| DIRECTIONS FOR THIS TASK |
Copy the lines from the one containing "Place a pin on every instance of the white tutu" through the end of the material, requests included, and add 132 to every coordinate value in the answers.

(Named object pointing entries)

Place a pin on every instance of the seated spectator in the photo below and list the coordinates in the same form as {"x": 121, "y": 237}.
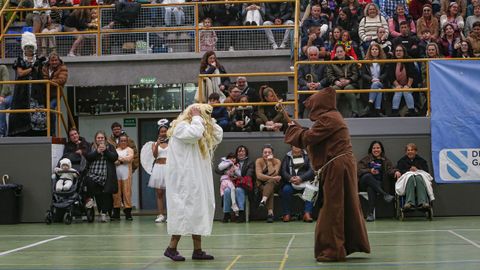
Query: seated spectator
{"x": 344, "y": 76}
{"x": 426, "y": 38}
{"x": 313, "y": 39}
{"x": 208, "y": 38}
{"x": 465, "y": 50}
{"x": 445, "y": 6}
{"x": 231, "y": 202}
{"x": 408, "y": 40}
{"x": 177, "y": 12}
{"x": 348, "y": 22}
{"x": 385, "y": 44}
{"x": 374, "y": 76}
{"x": 401, "y": 75}
{"x": 449, "y": 42}
{"x": 316, "y": 18}
{"x": 247, "y": 90}
{"x": 471, "y": 20}
{"x": 415, "y": 8}
{"x": 453, "y": 17}
{"x": 267, "y": 170}
{"x": 233, "y": 97}
{"x": 415, "y": 180}
{"x": 227, "y": 15}
{"x": 355, "y": 8}
{"x": 5, "y": 99}
{"x": 311, "y": 77}
{"x": 219, "y": 112}
{"x": 367, "y": 28}
{"x": 243, "y": 117}
{"x": 388, "y": 8}
{"x": 428, "y": 21}
{"x": 268, "y": 118}
{"x": 296, "y": 172}
{"x": 252, "y": 13}
{"x": 210, "y": 65}
{"x": 349, "y": 45}
{"x": 278, "y": 14}
{"x": 77, "y": 21}
{"x": 397, "y": 18}
{"x": 474, "y": 39}
{"x": 374, "y": 173}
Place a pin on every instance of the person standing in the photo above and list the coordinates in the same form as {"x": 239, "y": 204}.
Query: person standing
{"x": 340, "y": 228}
{"x": 193, "y": 137}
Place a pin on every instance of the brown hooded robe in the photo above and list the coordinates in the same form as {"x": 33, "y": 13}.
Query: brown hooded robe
{"x": 340, "y": 228}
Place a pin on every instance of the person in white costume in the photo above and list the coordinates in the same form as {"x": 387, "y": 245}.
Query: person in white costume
{"x": 193, "y": 137}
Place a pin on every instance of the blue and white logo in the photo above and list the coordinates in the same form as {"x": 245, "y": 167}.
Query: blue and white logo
{"x": 460, "y": 164}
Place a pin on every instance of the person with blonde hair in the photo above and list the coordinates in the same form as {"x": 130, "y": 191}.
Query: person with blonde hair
{"x": 193, "y": 137}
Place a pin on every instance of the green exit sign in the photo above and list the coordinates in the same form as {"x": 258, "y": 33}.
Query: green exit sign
{"x": 129, "y": 122}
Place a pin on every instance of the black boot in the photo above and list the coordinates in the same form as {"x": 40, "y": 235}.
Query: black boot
{"x": 115, "y": 215}
{"x": 241, "y": 217}
{"x": 128, "y": 213}
{"x": 226, "y": 217}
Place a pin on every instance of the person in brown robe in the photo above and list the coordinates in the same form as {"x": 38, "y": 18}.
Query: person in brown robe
{"x": 340, "y": 228}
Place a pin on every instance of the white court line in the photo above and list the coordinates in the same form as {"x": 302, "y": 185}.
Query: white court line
{"x": 464, "y": 238}
{"x": 32, "y": 245}
{"x": 223, "y": 235}
{"x": 285, "y": 255}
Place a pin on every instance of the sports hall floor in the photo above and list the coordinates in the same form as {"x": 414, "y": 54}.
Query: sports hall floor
{"x": 444, "y": 243}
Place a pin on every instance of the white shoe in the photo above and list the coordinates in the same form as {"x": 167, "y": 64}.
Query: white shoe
{"x": 103, "y": 217}
{"x": 160, "y": 219}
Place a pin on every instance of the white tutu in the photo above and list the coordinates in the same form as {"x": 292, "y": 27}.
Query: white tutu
{"x": 157, "y": 179}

| FINISHED EXERCISE |
Place a pin on every instance of the white tutu in the photo above and list the coordinates in the same form as {"x": 292, "y": 27}.
Query: white tutu
{"x": 289, "y": 311}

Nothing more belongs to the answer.